[Eingabedaten]:
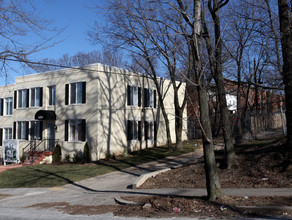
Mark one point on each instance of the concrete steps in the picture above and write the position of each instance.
(37, 157)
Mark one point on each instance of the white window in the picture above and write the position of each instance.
(35, 96)
(22, 98)
(7, 133)
(149, 98)
(8, 106)
(1, 107)
(149, 130)
(52, 95)
(75, 130)
(76, 93)
(134, 96)
(134, 130)
(36, 130)
(22, 130)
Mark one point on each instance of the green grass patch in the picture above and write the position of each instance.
(57, 175)
(3, 196)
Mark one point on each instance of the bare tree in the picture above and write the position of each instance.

[Aufgabenbeschreibung]: Gib sämtliche Zeilen der Einträge oben als JSON-Liste von Zeichenketten wieder, eine Zeichenkette pro Zeile und ohne Leerzeilen. Die Bilder lässt du dabei weg.

[Schriftliche Antwort]:
[
  "Mark one point on each instance of the concrete steps in the picture above and write the position of each instance.",
  "(37, 157)",
  "Mark one point on each instance of the white window in the picture above and write the position of each instance.",
  "(35, 96)",
  "(22, 98)",
  "(7, 133)",
  "(149, 98)",
  "(8, 106)",
  "(1, 107)",
  "(149, 130)",
  "(52, 95)",
  "(75, 130)",
  "(76, 93)",
  "(134, 96)",
  "(134, 130)",
  "(36, 130)",
  "(22, 130)",
  "Mark one point on each instance of the green grass patch in the picture above and write the position of each instance.",
  "(57, 175)",
  "(3, 196)",
  "Mark one point on each instance of the bare tree in the picture above and write the position of each instance."
]